INSTRUCTIONS TO FOLLOW: Could you set down exactly the lines in the records below between the line holding "Query: vertical wall seam" and the line holding "Need: a point for each instance of the red convertible", inclusive?

Dataset excerpts
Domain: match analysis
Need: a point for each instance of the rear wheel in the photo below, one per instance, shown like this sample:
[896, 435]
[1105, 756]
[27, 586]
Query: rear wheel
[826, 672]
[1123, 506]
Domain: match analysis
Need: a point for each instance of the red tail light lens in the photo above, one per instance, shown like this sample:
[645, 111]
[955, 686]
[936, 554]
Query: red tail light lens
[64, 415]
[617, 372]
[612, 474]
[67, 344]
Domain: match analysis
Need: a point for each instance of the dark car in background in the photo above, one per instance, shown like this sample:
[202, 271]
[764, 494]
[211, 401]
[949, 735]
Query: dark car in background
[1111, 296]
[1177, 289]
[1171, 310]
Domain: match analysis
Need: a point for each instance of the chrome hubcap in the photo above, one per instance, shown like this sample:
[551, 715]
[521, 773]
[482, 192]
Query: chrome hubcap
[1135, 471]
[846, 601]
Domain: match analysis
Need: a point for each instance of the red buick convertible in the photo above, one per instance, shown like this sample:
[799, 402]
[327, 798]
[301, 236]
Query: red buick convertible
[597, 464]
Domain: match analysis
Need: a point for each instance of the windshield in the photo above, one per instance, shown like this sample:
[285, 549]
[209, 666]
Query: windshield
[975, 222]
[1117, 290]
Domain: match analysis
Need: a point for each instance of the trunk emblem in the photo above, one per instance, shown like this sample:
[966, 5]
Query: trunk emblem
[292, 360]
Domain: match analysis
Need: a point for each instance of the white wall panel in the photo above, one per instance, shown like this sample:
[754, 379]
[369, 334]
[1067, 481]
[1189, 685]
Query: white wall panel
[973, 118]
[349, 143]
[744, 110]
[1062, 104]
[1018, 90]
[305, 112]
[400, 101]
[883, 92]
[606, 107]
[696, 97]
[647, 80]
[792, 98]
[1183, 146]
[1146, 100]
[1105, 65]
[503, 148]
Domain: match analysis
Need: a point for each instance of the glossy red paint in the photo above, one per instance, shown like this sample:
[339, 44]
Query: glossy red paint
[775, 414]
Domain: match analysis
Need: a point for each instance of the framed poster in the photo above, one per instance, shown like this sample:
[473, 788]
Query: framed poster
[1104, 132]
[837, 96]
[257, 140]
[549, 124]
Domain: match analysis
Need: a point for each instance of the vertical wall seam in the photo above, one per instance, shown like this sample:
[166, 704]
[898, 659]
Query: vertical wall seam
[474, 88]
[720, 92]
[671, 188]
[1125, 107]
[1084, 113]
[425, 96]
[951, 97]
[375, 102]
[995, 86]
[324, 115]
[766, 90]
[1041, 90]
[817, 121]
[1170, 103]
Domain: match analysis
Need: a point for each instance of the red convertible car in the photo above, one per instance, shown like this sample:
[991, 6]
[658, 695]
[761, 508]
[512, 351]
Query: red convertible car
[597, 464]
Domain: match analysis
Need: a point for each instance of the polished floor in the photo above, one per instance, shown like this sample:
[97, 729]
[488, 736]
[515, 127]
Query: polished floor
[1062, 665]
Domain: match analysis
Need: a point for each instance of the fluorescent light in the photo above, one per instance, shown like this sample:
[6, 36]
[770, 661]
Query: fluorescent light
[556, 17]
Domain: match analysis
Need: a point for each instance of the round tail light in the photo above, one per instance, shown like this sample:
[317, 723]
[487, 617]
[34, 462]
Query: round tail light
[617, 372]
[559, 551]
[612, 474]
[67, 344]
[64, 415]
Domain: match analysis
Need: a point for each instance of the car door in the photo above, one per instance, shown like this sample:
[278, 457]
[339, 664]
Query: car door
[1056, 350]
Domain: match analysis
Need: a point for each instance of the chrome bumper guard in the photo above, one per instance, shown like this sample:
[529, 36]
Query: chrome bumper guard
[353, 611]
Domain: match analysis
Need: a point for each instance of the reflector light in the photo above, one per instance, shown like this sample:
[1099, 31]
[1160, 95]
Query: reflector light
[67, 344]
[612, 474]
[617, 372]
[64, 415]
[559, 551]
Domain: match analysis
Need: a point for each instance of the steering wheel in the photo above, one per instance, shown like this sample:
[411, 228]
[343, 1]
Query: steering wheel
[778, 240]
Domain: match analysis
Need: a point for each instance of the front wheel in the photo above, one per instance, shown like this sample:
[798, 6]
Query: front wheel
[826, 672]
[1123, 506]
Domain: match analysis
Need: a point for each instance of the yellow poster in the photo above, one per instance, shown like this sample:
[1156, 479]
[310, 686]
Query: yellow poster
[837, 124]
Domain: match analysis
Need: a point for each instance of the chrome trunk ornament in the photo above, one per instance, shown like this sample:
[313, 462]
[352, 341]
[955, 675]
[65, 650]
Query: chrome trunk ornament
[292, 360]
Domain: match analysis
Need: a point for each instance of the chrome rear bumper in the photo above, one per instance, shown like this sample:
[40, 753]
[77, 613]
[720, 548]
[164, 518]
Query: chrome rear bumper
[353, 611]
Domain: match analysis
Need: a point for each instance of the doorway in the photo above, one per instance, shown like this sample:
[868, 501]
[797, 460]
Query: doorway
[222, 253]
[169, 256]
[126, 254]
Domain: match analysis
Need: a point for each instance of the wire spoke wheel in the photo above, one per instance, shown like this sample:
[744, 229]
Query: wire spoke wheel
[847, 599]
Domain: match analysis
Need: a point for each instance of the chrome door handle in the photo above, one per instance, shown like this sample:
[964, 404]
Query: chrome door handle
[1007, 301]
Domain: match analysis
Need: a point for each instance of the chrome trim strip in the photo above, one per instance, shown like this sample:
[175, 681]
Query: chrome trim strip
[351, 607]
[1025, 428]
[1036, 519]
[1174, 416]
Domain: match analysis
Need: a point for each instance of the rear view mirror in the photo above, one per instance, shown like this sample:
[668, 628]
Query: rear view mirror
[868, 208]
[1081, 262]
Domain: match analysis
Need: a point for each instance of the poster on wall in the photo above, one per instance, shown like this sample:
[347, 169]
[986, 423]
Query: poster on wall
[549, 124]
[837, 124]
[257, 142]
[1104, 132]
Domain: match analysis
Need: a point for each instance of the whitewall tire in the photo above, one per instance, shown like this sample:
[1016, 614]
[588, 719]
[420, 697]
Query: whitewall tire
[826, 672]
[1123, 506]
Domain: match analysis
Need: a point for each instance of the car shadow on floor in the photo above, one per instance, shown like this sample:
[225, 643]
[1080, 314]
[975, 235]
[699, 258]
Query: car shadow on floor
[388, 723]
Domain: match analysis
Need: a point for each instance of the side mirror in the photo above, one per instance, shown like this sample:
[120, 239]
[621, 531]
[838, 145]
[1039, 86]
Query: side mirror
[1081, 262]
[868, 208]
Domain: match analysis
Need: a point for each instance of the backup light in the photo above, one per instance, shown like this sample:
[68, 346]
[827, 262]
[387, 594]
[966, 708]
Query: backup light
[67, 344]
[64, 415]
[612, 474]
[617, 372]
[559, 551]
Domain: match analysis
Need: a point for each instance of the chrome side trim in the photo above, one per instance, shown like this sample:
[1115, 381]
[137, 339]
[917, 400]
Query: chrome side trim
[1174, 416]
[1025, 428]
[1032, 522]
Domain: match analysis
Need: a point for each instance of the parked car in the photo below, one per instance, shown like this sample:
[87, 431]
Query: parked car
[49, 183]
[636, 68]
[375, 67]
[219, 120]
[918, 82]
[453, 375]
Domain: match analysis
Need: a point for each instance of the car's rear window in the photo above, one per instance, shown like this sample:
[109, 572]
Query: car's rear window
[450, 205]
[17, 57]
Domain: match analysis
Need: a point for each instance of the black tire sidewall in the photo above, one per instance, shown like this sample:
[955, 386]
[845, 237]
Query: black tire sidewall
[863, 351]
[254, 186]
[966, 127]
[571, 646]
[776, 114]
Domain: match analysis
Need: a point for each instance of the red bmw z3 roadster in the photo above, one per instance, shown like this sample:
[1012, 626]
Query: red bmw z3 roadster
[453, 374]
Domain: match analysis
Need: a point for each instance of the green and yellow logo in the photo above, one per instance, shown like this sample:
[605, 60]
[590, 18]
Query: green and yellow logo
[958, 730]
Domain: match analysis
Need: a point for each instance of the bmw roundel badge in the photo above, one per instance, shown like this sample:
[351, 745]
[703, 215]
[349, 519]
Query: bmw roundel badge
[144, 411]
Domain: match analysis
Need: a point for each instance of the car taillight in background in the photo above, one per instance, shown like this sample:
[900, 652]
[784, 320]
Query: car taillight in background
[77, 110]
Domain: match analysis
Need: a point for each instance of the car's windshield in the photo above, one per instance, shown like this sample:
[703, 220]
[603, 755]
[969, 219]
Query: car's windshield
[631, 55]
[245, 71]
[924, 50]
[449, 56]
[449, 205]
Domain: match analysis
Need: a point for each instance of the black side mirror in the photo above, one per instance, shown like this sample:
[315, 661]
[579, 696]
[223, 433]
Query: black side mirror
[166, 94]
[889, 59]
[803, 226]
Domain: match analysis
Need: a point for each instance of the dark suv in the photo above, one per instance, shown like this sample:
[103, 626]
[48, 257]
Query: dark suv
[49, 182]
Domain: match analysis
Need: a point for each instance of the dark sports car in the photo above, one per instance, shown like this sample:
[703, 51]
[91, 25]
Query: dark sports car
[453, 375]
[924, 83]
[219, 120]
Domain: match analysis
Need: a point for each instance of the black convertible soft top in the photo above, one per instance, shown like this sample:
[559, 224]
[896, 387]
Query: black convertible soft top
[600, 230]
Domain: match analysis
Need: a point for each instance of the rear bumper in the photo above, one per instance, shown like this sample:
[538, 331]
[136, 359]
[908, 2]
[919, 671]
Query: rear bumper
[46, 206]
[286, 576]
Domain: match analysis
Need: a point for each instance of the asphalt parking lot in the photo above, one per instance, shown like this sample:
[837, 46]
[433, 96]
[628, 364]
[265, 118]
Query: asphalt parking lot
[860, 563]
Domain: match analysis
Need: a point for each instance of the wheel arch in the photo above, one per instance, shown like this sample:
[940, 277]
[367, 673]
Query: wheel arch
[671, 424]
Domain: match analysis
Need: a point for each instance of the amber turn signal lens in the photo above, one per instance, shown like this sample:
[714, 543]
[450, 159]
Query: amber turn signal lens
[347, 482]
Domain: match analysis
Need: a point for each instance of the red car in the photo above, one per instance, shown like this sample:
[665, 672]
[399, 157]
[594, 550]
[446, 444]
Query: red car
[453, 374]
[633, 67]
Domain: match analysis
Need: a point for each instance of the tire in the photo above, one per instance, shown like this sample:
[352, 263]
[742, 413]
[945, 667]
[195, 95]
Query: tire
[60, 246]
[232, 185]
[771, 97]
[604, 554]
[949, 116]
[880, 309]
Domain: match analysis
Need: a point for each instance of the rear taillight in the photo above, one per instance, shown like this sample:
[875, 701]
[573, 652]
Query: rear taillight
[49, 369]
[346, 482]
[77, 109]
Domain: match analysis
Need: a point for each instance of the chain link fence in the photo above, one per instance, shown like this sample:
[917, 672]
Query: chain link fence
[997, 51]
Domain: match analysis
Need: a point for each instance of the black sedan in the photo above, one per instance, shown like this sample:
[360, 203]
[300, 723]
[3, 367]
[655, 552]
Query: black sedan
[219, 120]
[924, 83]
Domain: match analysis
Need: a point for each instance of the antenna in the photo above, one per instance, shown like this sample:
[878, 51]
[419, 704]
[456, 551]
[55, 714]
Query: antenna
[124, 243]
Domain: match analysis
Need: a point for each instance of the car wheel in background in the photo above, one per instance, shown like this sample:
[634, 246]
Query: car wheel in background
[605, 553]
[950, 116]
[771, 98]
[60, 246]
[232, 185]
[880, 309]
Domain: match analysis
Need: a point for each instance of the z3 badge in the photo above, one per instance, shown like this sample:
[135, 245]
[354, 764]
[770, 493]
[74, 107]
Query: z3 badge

RESPONSE TO THE TASK:
Query: vertical wall seam
[474, 88]
[720, 92]
[671, 188]
[1125, 107]
[1084, 113]
[425, 96]
[951, 97]
[375, 102]
[995, 86]
[324, 115]
[766, 90]
[1041, 90]
[817, 121]
[1170, 103]
Domain: match analysis
Need: a point for each instance of the red convertible car in the photo above, one per instance, shown like this sample:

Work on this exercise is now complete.